[Records for pointing at named objects]
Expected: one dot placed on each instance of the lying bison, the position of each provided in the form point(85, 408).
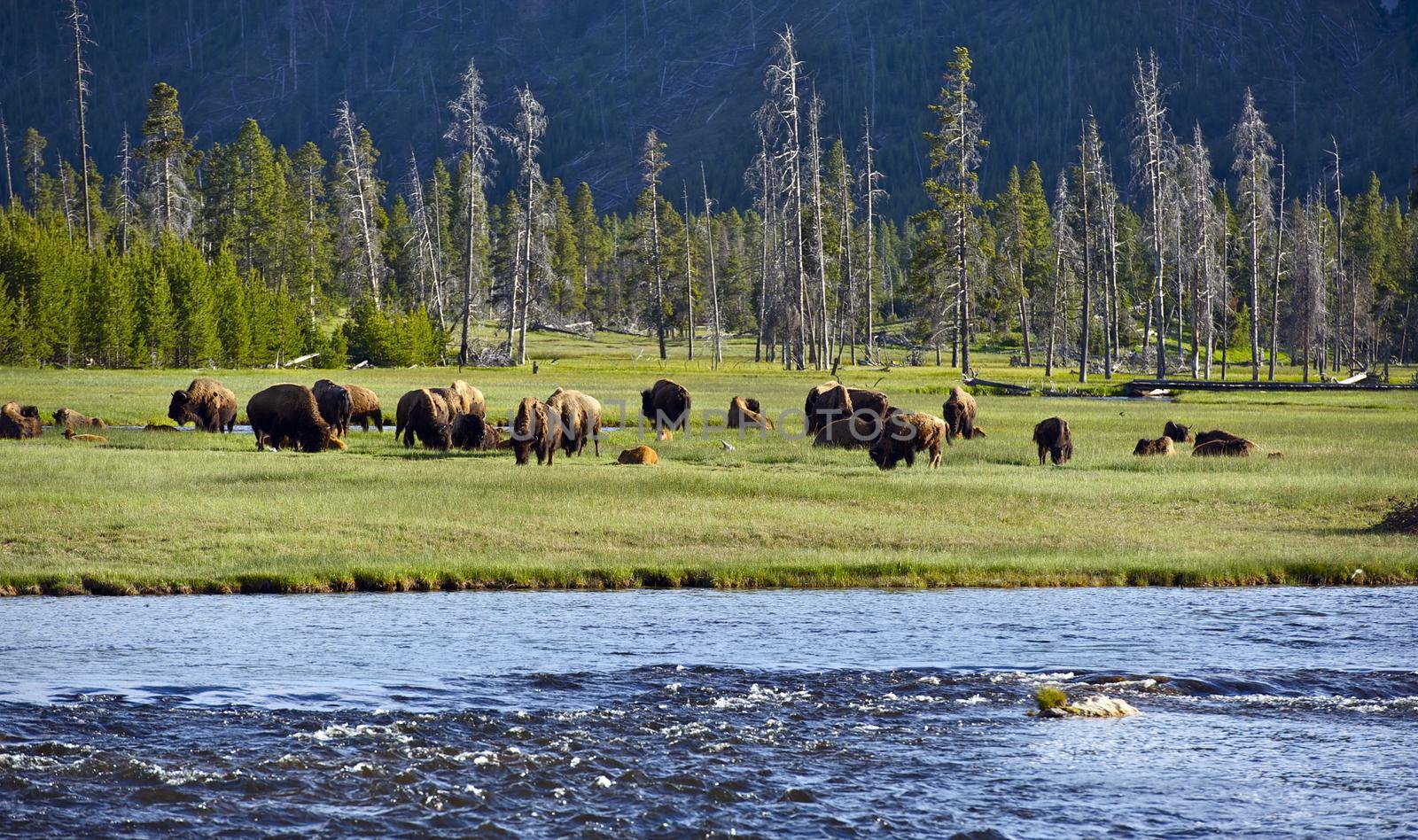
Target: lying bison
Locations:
point(534, 432)
point(642, 455)
point(425, 415)
point(206, 403)
point(748, 413)
point(1177, 432)
point(907, 434)
point(471, 432)
point(19, 422)
point(580, 417)
point(1053, 438)
point(1162, 446)
point(285, 415)
point(826, 403)
point(363, 405)
point(68, 419)
point(337, 406)
point(959, 413)
point(666, 405)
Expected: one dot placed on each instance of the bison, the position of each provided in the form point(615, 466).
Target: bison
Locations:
point(471, 432)
point(666, 405)
point(363, 405)
point(1177, 432)
point(826, 403)
point(1155, 447)
point(534, 431)
point(907, 434)
point(959, 413)
point(580, 417)
point(427, 416)
point(1053, 438)
point(748, 413)
point(642, 455)
point(70, 419)
point(337, 406)
point(287, 415)
point(206, 403)
point(19, 422)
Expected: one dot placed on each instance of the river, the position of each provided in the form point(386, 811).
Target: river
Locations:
point(784, 712)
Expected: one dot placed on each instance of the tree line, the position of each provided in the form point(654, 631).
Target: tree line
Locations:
point(247, 253)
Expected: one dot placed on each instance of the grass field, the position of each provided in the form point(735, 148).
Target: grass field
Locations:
point(198, 512)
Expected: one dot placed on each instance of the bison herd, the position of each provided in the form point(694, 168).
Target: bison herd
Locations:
point(319, 417)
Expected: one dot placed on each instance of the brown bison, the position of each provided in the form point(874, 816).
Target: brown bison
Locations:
point(337, 406)
point(748, 413)
point(1224, 447)
point(642, 455)
point(425, 415)
point(1053, 438)
point(206, 403)
point(471, 432)
point(907, 434)
point(363, 405)
point(1177, 432)
point(1155, 447)
point(959, 413)
point(71, 420)
point(68, 434)
point(580, 417)
point(534, 431)
point(19, 422)
point(826, 403)
point(287, 415)
point(666, 405)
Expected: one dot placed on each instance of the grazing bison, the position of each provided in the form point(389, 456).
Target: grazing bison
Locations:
point(287, 415)
point(907, 434)
point(1155, 447)
point(580, 417)
point(206, 403)
point(363, 405)
point(425, 415)
point(471, 432)
point(642, 455)
point(1177, 432)
point(959, 413)
point(1224, 447)
point(534, 431)
point(19, 422)
point(70, 434)
point(826, 403)
point(748, 413)
point(666, 405)
point(71, 420)
point(1053, 438)
point(337, 406)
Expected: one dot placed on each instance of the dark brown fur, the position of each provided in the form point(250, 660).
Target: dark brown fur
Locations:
point(1054, 440)
point(71, 419)
point(746, 413)
point(1163, 446)
point(666, 405)
point(532, 432)
point(206, 403)
point(1177, 432)
point(580, 417)
point(19, 422)
point(907, 434)
point(287, 415)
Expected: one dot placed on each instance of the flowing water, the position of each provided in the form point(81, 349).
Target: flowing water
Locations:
point(1264, 712)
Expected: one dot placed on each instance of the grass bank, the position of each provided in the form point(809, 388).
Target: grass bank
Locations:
point(196, 512)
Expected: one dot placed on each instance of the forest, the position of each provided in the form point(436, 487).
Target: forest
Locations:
point(1134, 256)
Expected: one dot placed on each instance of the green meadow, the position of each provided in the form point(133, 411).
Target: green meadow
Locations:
point(200, 512)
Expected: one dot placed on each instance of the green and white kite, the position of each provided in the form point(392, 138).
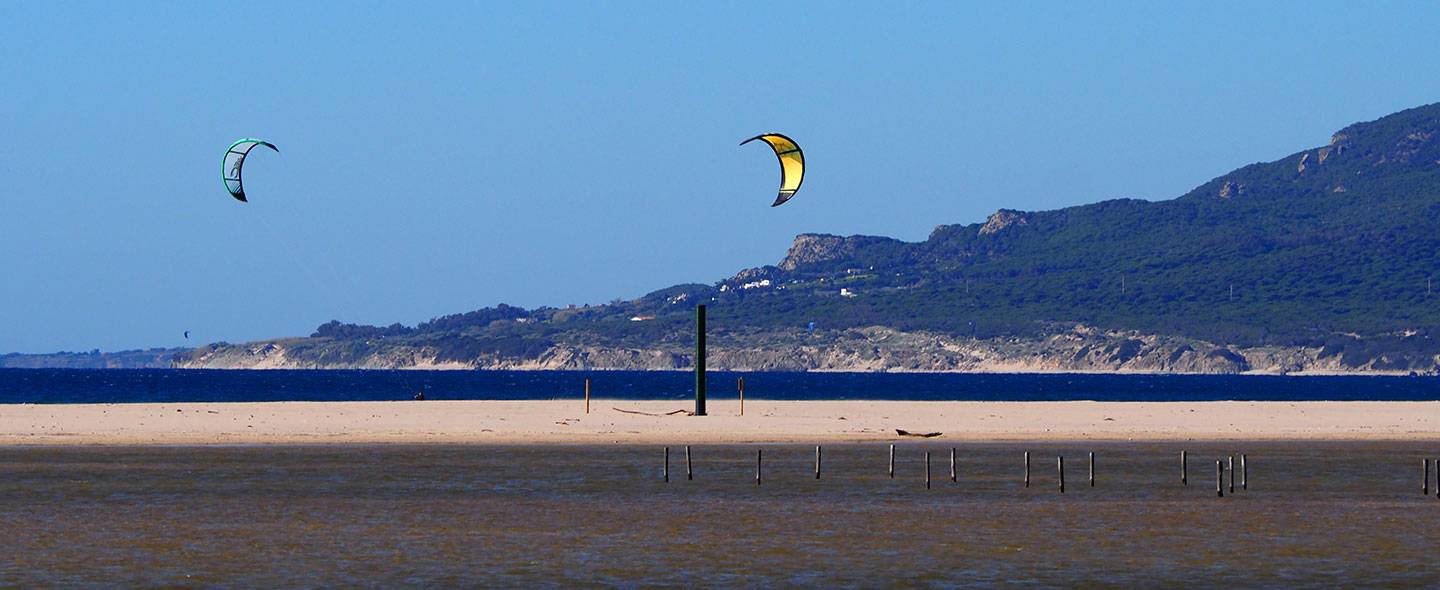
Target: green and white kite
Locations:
point(235, 160)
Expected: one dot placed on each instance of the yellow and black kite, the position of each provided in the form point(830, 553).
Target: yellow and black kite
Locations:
point(792, 164)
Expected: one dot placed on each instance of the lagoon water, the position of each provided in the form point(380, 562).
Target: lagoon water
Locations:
point(1316, 514)
point(170, 386)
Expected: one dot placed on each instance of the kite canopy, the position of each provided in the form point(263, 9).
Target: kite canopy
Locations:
point(792, 164)
point(234, 161)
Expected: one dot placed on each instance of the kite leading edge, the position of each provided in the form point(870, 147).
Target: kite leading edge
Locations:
point(792, 164)
point(232, 163)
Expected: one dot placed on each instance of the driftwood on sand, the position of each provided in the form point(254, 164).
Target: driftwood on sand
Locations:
point(923, 435)
point(651, 413)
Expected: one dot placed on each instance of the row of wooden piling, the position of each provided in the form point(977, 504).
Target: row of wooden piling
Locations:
point(1424, 481)
point(1221, 468)
point(1060, 469)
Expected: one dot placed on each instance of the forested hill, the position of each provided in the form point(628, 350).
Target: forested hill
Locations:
point(1331, 249)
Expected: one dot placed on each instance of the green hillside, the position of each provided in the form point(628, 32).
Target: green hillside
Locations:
point(1331, 246)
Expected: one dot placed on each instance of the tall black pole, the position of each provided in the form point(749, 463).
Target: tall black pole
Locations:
point(700, 360)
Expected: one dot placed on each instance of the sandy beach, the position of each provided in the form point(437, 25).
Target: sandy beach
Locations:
point(647, 422)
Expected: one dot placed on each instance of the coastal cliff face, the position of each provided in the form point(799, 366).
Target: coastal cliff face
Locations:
point(1318, 262)
point(876, 348)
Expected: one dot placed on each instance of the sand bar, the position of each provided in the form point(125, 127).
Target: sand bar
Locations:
point(566, 422)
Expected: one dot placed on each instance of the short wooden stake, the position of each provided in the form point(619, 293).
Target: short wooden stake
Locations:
point(952, 466)
point(1092, 468)
point(926, 469)
point(759, 456)
point(1220, 478)
point(1027, 469)
point(1184, 475)
point(1244, 474)
point(892, 461)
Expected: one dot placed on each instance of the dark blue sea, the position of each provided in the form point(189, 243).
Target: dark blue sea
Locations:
point(163, 384)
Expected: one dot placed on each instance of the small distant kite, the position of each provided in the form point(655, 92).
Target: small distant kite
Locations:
point(792, 164)
point(234, 161)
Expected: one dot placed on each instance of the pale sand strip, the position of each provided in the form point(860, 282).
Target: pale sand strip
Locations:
point(565, 422)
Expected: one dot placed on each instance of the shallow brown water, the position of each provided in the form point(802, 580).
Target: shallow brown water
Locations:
point(1316, 514)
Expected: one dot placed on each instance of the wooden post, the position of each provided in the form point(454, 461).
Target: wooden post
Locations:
point(1244, 474)
point(700, 360)
point(926, 469)
point(1220, 478)
point(759, 456)
point(1231, 466)
point(952, 466)
point(1027, 469)
point(1424, 477)
point(1092, 468)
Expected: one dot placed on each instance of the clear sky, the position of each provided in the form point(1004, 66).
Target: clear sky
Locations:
point(450, 156)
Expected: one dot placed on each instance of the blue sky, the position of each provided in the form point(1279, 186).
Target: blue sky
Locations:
point(448, 157)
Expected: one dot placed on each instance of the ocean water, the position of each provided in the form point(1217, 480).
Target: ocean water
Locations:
point(1314, 515)
point(169, 386)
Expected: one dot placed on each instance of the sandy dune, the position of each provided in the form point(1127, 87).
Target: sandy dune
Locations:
point(566, 422)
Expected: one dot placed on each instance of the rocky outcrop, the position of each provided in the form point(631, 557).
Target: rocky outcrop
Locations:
point(811, 248)
point(1002, 219)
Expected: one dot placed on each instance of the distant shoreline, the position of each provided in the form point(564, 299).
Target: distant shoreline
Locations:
point(664, 422)
point(1125, 371)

→ Task to complete
Output all the lines of the records above as a numbered list, dropping any blank lines. Leave the pictures out.

→ Solution for this exercise
1. Expected: one dot placed on each instance of the lying bison, the position of each provided in the form point(85, 408).
2. Target: lying bison
3. Locations:
4. point(534, 432)
5. point(642, 455)
6. point(425, 415)
7. point(206, 403)
8. point(748, 413)
9. point(1177, 432)
10. point(907, 434)
11. point(471, 432)
12. point(19, 422)
13. point(580, 417)
14. point(1053, 438)
15. point(1162, 446)
16. point(285, 415)
17. point(826, 403)
18. point(363, 405)
19. point(68, 419)
20. point(337, 406)
21. point(959, 413)
22. point(666, 405)
23. Expected: one dot placed on each instance of the bison, the position of each provided in the form point(615, 466).
24. Target: bison
25. Locations:
26. point(471, 432)
27. point(666, 405)
28. point(363, 405)
29. point(1177, 432)
30. point(826, 403)
31. point(1155, 447)
32. point(534, 431)
33. point(907, 434)
34. point(959, 413)
35. point(580, 417)
36. point(427, 416)
37. point(1053, 438)
38. point(748, 413)
39. point(642, 455)
40. point(70, 419)
41. point(337, 406)
42. point(287, 415)
43. point(206, 403)
44. point(19, 422)
45. Expected: one dot placed on each instance of the river, the position of each provided in the form point(386, 811).
46. Target: river
47. Locations:
48. point(784, 712)
49. Expected: one dot placed on each instance of the tree line, the position of each provided in the form point(654, 631).
50. Target: tree line
51. Locations:
52. point(247, 253)
53. Expected: one dot placed on each instance of the grass field, the position of each provided in the form point(735, 148).
54. Target: grass field
55. Locations:
56. point(198, 512)
57. Expected: one dot placed on each instance of the bison herd, the position of each provided in the form point(694, 168).
58. Target: bison herd
59. Locations:
60. point(319, 417)
61. Expected: one dot placed on each instance of the brown bison, the position of each provided in the form point(874, 816).
62. Target: brown bison
63. Locations:
64. point(337, 406)
65. point(748, 413)
66. point(1224, 447)
67. point(642, 455)
68. point(425, 415)
69. point(1053, 438)
70. point(206, 403)
71. point(471, 432)
72. point(907, 434)
73. point(363, 405)
74. point(1177, 432)
75. point(1155, 447)
76. point(959, 413)
77. point(71, 420)
78. point(68, 434)
79. point(580, 417)
80. point(534, 431)
81. point(19, 422)
82. point(826, 403)
83. point(287, 415)
84. point(666, 405)
85. Expected: one dot placed on each instance of the grazing bison, the position of each provided in the form point(389, 456).
86. Target: grazing bison
87. Locations:
88. point(287, 415)
89. point(907, 434)
90. point(1155, 447)
91. point(580, 417)
92. point(206, 403)
93. point(363, 405)
94. point(425, 415)
95. point(471, 432)
96. point(642, 455)
97. point(1177, 432)
98. point(959, 413)
99. point(1224, 447)
100. point(534, 431)
101. point(19, 422)
102. point(70, 434)
103. point(826, 403)
104. point(748, 413)
105. point(666, 405)
106. point(71, 420)
107. point(1053, 438)
108. point(337, 406)
109. Expected: one dot placed on each instance of the dark brown fur, the position of each provided in the form point(250, 660).
110. Target: dark brown fur
111. Locations:
112. point(1054, 440)
113. point(71, 419)
114. point(746, 413)
115. point(1163, 446)
116. point(666, 405)
117. point(532, 432)
118. point(206, 403)
119. point(1177, 432)
120. point(580, 417)
121. point(19, 422)
122. point(907, 434)
123. point(287, 415)
124. Expected: one dot placed on each instance of the flowing water, the position of each provided in the form point(81, 349).
125. Target: flowing water
126. Locations:
127. point(1264, 712)
128. Expected: one dot placed on each instance of the grass bank, the position of each provided in the form point(809, 388).
129. Target: grass bank
130. Locations:
131. point(196, 512)
132. Expected: one dot placed on each instance of the forest, the position of each provided in the form point(436, 487).
133. Target: forest
134. Locations:
135. point(1134, 256)
136. Expected: one dot placed on each instance of the green meadow, the position of each provided in the form point(133, 411).
137. Target: green meadow
138. Locations:
139. point(200, 512)
140. Expected: one dot placed on each instance of the green and white kite, the position of each provided in the form point(392, 138).
141. Target: green and white kite
142. Locations:
143. point(235, 160)
144. Expected: one dot placed on each instance of the yellow and black kite, the position of each provided in the form point(830, 553).
145. Target: yellow and black kite
146. Locations:
147. point(792, 164)
148. Expected: one dot placed on each instance of the lagoon water, the position of each provided in the form point(380, 562).
149. Target: lagoon water
150. Locations:
151. point(1316, 514)
152. point(170, 386)
153. Expected: one dot placed on each instance of the kite canopy, the position of each provided in the form point(263, 9).
154. Target: kite canopy
155. Locations:
156. point(792, 164)
157. point(234, 161)
158. Expected: one dot placed on each instance of the kite leading edge, the position of each provided in the form point(870, 147).
159. Target: kite leading edge
160. Locations:
161. point(792, 164)
162. point(232, 163)
163. Expected: one dot placed on each instance of the driftwood on sand, the position of each provided in the form point(254, 164).
164. Target: driftwood on sand
165. Locations:
166. point(923, 435)
167. point(651, 413)
168. Expected: one dot placed on each instance of the row of wooden piling, the position of each provided in the form point(977, 504).
169. Target: row of wooden piling
170. Locations:
171. point(1424, 481)
172. point(1221, 468)
173. point(1060, 469)
174. Expected: one dot placed on each instance of the forested hill, the position of each provided in the form point(628, 350).
175. Target: forested hill
176. Locations:
177. point(1331, 249)
178. Expected: one dot placed on each instance of the green hillside, the position of each provided in the form point(628, 32).
179. Target: green hillside
180. Locations:
181. point(1331, 246)
182. Expected: one dot placed on each instance of the tall black pole, the position of each provided in the form point(749, 463).
183. Target: tall black pole
184. Locations:
185. point(700, 360)
186. Expected: one dot placed on each instance of the sandy beach, the position of each provided in the form point(437, 25).
187. Target: sandy beach
188. Locations:
189. point(647, 422)
190. Expected: one dot placed on each instance of the coastal cliff face, the position of each provided in the form point(799, 366).
191. Target: coastal cliff face
192. Locations:
193. point(1318, 262)
194. point(876, 348)
195. Expected: one dot placed on each instance of the sand bar, the position of each provided in the form point(125, 127).
196. Target: sand bar
197. Locations:
198. point(566, 422)
199. Expected: one dot placed on each instance of the short wooden stake, the position of each provided in the form point(619, 293).
200. Target: short wooden stake
201. Locations:
202. point(952, 466)
203. point(1092, 468)
204. point(926, 469)
205. point(759, 456)
206. point(1220, 478)
207. point(1027, 469)
208. point(1184, 475)
209. point(1244, 474)
210. point(892, 461)
211. Expected: one dot placed on each instance of the dark blue sea, the position of each provided in the form point(189, 243).
212. Target: dark blue sea
213. Locations:
214. point(163, 384)
215. Expected: one dot placed on each instance of the small distant kite, the position of each provided in the form point(655, 92).
216. Target: small distant kite
217. Locations:
218. point(792, 164)
219. point(234, 161)
220. Expected: one dot placed on each instance of the pale sand strip, the position of each provided in the form point(860, 282).
221. Target: pale sand strip
222. Locations:
223. point(565, 422)
224. Expected: one dot placed on each instance of the shallow brown water, the position of each provided in the form point(802, 580).
225. Target: shallow brown water
226. Locations:
227. point(1316, 514)
228. Expected: one dot placed on each instance of the wooden post, the position of each provided in the form point(454, 461).
229. Target: wooden post
230. Locations:
231. point(1244, 474)
232. point(700, 360)
233. point(926, 469)
234. point(1220, 478)
235. point(759, 456)
236. point(1231, 466)
237. point(952, 466)
238. point(1027, 469)
239. point(1424, 477)
240. point(1092, 468)
241. Expected: one dot placed on each instance of the clear sky, the position of each provided in the form point(1004, 66).
242. Target: clear sky
243. Locations:
244. point(450, 156)
245. Expected: one dot placed on each instance of the blue sky, the position of each provided in the form point(1279, 186).
246. Target: blue sky
247. Locations:
248. point(448, 157)
249. Expected: one dot placed on each instance of the ocean water, the position of each provided in the form point(1217, 480).
250. Target: ocean water
251. Locations:
252. point(1314, 515)
253. point(169, 386)
254. Expected: one dot placed on each instance of the sandy dune, the position of each provided in the form point(1127, 87).
255. Target: sandy dune
256. Locations:
257. point(566, 422)
258. Expected: one dot placed on each instance of the rocky outcrop, the position of each provided in the form point(631, 557).
259. Target: rocky outcrop
260. Locations:
261. point(811, 248)
262. point(1002, 219)
263. Expected: one dot placed on each instance of the distant shoreline, the position of each provided in the form point(564, 299).
264. Target: distant shoreline
265. Locations:
266. point(664, 422)
267. point(1125, 371)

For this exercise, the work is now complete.